After the interview with Domingo, my father and I headed to the mountain lakes south-east of Salzburg where he had gone for boyhood holidays with his parents. We found the waterfront hotel in the village of Altaussee where the old owner had once threatened to lock my father and his brother in the cellar for running along the corridors and tipping up the breakfast trays outside the bedrooms. Among our cherished family documents, we have a black-and-white photograph of my grandfather standing in the shallows of the lake near the hotel, my father in his arms.
At 16 stone, I was a little heavy to re-enact this filial scene; but we did take out an electric boat and make our way silently through the dark waters. Above us loomed the Loser, an 1,838-metre-high mountain my father had climbed as a child. Today, a road leads up to within a still-hefty walk of the summit.
Grundlsee itself was a short journey away, just over the Trisselwand mountain to the south-west of the Altausseer See. But would we be able to find the auspicious balcony? At the Grundlsee Information Office, a middle-aged woman, clothed in Tyrolean dress, pointed us to the very place – now the Restaurant Seeblick.
And so it was that my father and I found ourselves standing where his mother had stood for the first time in front of his father 89 years before. Stretched out before us in the early evening sun was the lake, encircled by mountains. Peter and Hedi found love and made a life in Britain; but Austria was the land of their birth, and here was the spot where it had all started. Just as they were both immigrants in the country of my birth, so, in search of their story, I had come to the country of theirs.

:: MATERIAL PROVIDED ::
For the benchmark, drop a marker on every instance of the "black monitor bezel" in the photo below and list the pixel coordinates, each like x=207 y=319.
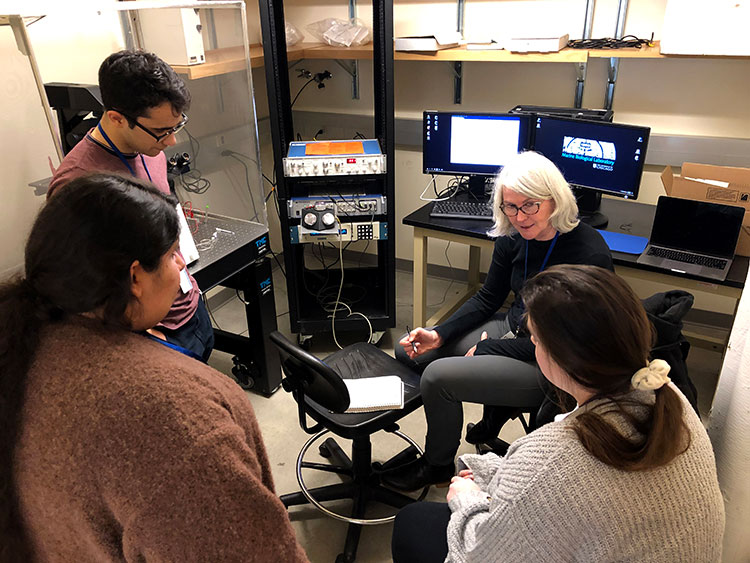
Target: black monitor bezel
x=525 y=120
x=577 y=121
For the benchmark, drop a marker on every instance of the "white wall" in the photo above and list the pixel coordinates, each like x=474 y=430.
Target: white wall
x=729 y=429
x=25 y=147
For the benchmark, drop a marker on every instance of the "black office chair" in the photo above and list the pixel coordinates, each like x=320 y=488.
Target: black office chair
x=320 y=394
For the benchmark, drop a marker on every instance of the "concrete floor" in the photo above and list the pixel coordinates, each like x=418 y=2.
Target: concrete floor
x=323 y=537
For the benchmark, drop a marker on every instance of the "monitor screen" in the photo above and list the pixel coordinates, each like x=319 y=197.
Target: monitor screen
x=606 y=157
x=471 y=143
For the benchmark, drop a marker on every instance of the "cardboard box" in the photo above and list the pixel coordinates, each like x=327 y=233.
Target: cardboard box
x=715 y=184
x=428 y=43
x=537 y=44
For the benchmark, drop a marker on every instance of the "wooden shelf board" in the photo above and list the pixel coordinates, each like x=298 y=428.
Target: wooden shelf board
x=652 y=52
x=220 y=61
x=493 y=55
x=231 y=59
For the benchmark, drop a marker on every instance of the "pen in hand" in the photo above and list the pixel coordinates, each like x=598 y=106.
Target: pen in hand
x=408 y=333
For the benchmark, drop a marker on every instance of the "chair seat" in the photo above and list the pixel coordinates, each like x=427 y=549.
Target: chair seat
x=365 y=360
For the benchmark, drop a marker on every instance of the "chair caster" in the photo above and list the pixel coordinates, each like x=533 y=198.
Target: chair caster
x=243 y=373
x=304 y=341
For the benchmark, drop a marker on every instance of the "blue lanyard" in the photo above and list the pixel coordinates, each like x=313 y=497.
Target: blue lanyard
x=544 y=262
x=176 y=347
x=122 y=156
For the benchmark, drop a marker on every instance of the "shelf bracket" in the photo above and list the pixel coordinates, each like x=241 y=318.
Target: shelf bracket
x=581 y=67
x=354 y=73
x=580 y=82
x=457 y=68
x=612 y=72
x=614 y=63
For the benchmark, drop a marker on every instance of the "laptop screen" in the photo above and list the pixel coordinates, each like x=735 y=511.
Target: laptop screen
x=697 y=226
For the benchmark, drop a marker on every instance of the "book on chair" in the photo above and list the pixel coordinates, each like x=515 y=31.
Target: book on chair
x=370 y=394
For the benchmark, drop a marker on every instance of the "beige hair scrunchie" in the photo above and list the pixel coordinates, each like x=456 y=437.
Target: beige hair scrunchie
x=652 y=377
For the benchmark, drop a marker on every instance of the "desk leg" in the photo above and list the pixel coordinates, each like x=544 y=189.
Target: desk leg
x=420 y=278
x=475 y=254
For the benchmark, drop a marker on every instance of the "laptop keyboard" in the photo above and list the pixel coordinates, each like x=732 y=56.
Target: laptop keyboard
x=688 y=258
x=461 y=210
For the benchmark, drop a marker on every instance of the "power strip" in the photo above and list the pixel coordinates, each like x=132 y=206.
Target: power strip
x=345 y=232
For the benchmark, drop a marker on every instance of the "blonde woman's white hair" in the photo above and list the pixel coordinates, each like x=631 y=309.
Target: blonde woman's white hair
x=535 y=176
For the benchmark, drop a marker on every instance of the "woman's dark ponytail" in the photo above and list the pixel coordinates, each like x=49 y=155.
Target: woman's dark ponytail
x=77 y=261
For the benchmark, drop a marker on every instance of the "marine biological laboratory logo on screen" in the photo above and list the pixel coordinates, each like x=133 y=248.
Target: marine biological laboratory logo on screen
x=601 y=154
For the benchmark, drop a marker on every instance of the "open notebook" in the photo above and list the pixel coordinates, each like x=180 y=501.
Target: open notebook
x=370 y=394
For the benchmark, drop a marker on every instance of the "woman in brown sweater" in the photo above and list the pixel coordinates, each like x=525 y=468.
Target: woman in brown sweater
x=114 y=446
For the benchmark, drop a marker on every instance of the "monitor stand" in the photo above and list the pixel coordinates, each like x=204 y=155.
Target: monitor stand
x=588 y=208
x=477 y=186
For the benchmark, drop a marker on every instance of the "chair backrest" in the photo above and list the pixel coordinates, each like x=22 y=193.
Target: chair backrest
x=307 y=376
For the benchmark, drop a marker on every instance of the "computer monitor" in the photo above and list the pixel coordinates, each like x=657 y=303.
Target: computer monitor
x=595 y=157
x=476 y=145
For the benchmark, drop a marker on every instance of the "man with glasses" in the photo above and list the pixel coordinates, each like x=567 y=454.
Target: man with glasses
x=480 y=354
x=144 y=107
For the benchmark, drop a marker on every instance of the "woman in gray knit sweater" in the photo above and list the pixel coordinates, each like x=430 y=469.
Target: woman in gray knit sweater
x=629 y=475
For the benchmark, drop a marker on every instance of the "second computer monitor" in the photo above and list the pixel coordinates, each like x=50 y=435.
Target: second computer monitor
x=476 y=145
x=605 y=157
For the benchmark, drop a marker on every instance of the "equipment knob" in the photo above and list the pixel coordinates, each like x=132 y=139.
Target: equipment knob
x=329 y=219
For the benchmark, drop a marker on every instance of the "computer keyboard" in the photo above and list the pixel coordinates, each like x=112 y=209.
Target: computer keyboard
==
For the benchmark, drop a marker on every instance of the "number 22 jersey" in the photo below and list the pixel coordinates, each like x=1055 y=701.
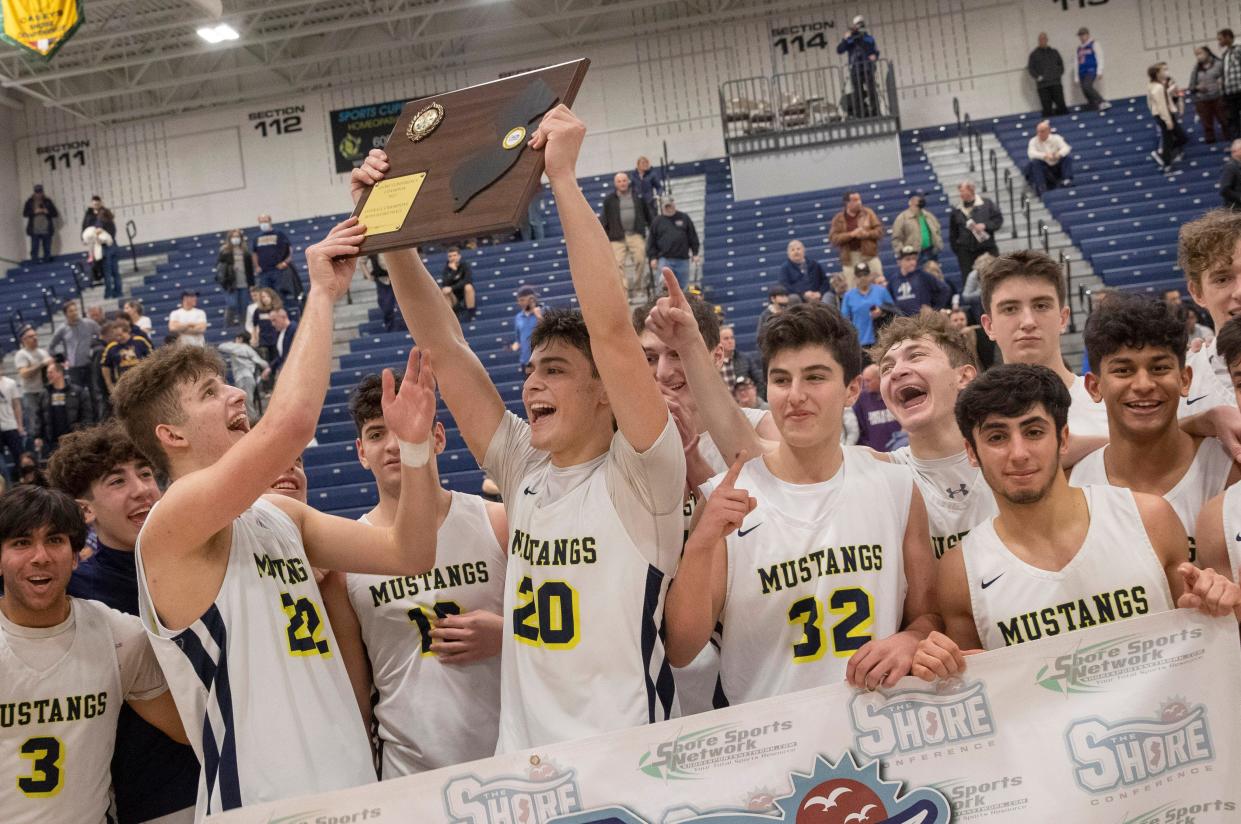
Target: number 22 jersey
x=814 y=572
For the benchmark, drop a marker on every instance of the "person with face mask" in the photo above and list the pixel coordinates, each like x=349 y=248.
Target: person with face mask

:: WHAT IS REQUIRED ::
In the passage about the trip to Altaussee and Grundlsee, what is at the site of the balcony today?

:: EXPECTED OUTPUT ::
The Restaurant Seeblick.